[Records from a dataset]
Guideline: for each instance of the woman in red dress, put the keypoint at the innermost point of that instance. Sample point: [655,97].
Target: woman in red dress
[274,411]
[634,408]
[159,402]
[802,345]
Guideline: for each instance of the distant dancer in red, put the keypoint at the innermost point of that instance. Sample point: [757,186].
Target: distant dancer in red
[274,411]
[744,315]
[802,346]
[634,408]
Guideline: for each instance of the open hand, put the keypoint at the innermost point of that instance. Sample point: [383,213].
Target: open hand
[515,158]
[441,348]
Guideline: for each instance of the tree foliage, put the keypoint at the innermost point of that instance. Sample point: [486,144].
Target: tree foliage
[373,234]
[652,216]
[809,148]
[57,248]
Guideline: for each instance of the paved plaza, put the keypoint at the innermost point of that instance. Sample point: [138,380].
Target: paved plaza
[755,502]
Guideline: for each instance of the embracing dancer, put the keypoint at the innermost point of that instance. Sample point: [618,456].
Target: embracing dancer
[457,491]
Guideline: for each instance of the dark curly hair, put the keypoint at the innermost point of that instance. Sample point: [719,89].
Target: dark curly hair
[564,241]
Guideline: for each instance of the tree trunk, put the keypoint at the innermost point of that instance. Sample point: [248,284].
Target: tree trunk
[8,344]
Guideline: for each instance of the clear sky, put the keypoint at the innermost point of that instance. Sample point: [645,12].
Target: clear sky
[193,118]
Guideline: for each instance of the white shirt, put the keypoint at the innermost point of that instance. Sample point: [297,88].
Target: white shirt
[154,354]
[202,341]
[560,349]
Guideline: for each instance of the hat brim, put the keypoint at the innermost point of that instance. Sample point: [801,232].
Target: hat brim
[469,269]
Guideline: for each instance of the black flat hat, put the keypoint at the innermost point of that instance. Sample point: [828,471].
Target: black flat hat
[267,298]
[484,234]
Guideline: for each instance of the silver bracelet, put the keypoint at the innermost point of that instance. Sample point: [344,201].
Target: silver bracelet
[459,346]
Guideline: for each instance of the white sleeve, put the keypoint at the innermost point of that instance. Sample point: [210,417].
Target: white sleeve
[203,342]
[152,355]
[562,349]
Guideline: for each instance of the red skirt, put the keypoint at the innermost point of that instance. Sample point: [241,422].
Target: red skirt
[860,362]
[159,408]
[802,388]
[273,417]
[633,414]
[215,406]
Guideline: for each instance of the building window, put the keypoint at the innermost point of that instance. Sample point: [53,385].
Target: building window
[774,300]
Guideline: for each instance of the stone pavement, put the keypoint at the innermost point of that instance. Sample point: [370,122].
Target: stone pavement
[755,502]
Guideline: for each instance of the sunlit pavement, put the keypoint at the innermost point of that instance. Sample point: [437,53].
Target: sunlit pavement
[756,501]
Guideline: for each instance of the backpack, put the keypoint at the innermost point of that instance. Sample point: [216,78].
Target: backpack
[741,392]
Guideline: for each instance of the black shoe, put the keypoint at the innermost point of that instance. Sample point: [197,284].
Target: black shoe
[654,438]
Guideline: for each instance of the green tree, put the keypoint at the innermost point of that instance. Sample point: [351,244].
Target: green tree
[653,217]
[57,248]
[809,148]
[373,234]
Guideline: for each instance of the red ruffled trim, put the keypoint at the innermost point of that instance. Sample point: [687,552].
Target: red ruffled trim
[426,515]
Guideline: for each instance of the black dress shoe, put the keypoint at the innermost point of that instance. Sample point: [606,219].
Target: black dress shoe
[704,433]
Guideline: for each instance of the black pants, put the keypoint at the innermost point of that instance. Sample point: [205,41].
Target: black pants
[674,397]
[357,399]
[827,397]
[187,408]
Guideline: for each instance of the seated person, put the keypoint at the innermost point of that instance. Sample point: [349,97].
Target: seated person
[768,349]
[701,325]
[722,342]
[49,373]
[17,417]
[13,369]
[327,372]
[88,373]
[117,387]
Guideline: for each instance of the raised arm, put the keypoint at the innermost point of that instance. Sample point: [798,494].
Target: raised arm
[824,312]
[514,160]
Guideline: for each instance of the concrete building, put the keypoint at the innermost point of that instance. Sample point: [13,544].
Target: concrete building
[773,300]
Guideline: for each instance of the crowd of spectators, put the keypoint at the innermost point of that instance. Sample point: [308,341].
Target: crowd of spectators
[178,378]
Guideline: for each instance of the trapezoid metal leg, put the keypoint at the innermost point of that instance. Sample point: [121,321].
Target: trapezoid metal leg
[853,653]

* * *

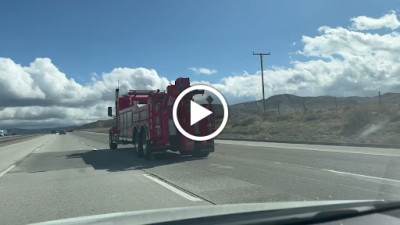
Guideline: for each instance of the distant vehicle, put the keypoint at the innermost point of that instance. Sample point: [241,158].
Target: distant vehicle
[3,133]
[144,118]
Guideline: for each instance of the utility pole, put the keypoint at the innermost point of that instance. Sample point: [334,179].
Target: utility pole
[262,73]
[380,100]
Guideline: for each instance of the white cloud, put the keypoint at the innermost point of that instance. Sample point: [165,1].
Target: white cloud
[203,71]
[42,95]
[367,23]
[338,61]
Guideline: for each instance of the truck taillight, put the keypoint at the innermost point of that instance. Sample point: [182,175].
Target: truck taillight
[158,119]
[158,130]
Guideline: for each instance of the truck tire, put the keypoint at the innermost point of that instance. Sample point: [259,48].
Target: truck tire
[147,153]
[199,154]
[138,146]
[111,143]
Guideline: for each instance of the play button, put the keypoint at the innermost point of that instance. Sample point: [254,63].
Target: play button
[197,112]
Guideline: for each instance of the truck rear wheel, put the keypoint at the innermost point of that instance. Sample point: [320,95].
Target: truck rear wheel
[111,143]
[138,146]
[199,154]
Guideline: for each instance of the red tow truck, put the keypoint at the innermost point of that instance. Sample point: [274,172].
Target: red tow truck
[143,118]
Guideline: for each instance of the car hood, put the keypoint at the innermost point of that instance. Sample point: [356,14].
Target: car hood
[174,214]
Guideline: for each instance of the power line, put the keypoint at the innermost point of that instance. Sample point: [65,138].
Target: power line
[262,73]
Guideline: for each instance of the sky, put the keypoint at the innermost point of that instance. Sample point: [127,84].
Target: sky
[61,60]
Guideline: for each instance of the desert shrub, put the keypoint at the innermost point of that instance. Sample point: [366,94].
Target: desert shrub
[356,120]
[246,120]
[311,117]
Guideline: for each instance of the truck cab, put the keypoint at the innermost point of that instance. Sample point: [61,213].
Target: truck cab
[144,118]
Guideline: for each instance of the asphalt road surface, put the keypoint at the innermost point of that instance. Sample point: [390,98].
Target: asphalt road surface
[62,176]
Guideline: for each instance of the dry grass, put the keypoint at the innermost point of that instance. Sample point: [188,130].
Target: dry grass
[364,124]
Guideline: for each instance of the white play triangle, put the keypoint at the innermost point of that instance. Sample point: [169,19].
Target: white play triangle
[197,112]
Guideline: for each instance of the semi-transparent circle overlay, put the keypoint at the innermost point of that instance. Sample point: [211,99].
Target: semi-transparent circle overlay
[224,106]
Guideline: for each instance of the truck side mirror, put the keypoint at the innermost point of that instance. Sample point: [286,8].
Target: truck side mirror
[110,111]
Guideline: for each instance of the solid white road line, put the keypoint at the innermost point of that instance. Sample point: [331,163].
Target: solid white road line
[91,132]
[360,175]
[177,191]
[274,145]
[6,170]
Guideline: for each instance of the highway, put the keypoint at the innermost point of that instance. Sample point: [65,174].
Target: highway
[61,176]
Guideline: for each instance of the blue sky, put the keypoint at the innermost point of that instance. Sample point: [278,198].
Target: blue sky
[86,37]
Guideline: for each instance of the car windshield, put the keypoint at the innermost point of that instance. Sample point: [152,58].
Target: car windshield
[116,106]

* * *

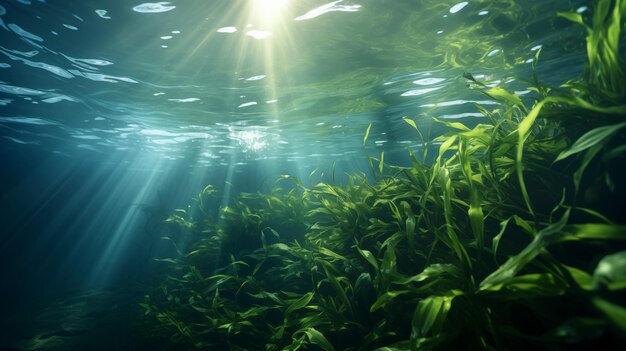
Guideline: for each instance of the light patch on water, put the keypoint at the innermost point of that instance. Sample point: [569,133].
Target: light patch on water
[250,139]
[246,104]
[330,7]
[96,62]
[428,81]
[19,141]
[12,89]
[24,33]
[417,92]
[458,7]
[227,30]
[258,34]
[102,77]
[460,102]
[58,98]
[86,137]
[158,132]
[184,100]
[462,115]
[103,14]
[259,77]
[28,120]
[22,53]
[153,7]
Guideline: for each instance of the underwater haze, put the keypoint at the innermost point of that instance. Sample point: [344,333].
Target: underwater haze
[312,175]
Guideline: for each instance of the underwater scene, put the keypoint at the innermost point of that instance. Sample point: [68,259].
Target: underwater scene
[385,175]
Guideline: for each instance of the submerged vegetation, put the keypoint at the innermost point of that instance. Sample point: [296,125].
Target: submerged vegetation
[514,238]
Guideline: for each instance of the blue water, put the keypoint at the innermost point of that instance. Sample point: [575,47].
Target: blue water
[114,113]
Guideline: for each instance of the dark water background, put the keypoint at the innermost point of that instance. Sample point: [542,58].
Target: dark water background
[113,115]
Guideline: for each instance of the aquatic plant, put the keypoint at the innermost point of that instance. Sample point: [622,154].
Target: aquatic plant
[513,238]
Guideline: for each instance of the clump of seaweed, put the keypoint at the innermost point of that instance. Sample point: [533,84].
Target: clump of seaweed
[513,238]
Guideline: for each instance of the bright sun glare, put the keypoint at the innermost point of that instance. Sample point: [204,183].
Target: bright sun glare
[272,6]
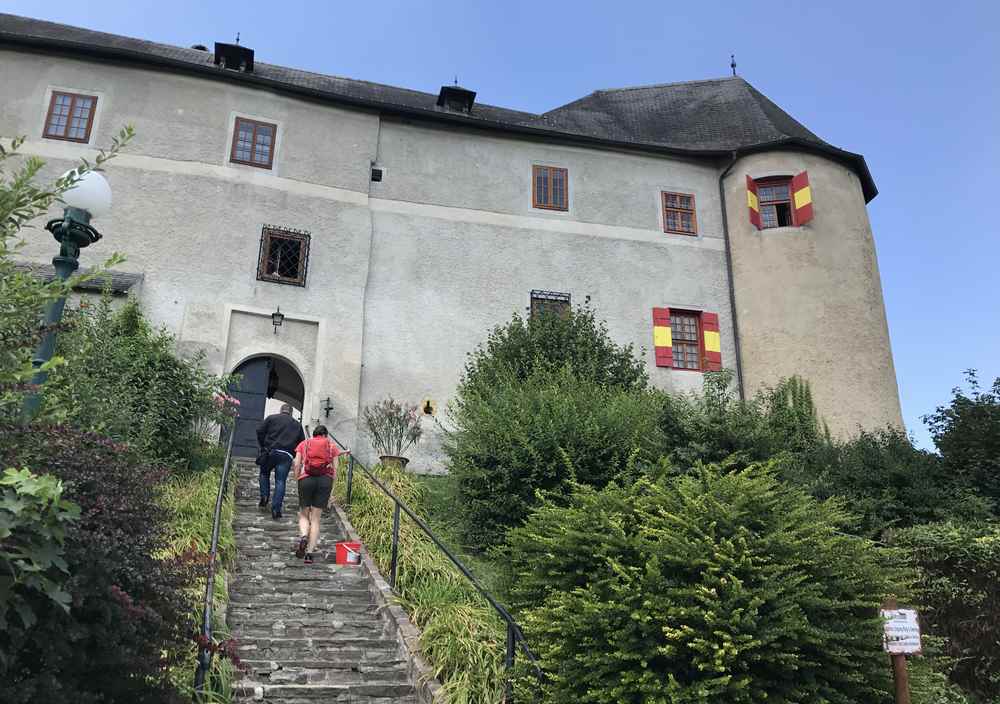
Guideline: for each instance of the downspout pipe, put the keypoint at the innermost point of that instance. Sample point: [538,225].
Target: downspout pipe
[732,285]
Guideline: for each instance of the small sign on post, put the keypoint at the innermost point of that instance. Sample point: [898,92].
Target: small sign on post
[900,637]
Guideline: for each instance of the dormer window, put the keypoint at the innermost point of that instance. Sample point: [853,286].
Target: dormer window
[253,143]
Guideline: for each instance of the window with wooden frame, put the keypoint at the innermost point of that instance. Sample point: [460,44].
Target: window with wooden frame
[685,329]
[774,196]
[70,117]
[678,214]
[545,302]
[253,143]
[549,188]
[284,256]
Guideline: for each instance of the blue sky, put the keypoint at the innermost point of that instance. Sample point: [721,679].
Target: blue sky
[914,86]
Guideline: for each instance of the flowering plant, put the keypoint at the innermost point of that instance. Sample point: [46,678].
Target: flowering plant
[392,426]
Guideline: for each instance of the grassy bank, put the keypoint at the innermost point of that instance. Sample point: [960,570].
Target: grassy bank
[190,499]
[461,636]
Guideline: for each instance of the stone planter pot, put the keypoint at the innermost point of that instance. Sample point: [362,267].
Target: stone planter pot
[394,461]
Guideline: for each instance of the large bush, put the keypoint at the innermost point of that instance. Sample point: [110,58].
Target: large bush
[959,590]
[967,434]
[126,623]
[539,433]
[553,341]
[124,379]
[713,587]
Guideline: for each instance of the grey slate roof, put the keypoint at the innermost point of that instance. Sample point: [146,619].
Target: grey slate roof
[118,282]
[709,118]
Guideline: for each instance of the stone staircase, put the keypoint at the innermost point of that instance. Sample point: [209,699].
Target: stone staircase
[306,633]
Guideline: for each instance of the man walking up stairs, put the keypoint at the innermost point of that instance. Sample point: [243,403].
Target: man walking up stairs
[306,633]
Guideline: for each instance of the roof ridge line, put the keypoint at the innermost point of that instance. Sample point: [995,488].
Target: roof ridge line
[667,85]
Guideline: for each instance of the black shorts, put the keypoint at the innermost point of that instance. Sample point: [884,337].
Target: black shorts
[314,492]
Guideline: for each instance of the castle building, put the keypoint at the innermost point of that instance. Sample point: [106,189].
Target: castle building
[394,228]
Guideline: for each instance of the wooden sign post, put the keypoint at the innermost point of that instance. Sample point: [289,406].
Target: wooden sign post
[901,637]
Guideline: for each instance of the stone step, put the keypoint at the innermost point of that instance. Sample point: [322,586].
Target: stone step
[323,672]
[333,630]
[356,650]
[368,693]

WHAT NEEDS TO BE DONE:
Gather every line of the data above that contains the word "button" and copy each of those lines in full.

SOLUTION TO THIS EXERCISE:
Guideline: for each instance of the play button, put the keypoint at the innermost point of that instance. Sample point: [254,63].
Target: play button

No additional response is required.